Extracted entries:
= = = = =

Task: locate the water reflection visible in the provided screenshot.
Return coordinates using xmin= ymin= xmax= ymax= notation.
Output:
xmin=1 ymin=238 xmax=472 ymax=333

= = = = =

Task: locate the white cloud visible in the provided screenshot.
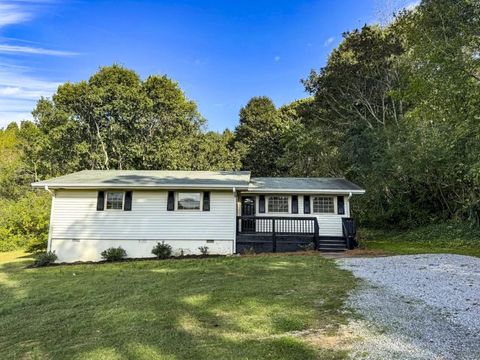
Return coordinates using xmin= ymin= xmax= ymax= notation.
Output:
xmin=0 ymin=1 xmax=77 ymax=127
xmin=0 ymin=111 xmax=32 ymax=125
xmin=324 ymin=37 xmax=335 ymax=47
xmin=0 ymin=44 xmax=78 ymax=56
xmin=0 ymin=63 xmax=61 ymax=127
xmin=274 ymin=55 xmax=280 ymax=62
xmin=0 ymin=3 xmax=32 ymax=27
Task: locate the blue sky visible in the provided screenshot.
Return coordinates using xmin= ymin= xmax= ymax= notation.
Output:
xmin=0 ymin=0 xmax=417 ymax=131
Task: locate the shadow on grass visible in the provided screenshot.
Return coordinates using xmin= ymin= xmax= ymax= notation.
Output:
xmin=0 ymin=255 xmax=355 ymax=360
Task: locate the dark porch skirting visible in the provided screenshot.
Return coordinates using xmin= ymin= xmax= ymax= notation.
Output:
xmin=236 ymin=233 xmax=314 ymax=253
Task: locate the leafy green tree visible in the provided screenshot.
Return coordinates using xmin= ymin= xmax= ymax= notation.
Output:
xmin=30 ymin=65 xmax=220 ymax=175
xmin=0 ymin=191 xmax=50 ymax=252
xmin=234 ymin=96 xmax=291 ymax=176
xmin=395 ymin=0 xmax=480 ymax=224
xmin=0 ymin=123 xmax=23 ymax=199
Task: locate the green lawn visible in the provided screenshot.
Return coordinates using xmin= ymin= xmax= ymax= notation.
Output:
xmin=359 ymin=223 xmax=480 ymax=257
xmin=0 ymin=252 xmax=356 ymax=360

= = = = =

Count lines, not occurrences. State how many lines of the entries contain the word "green", and add nothing.

The completed task: 2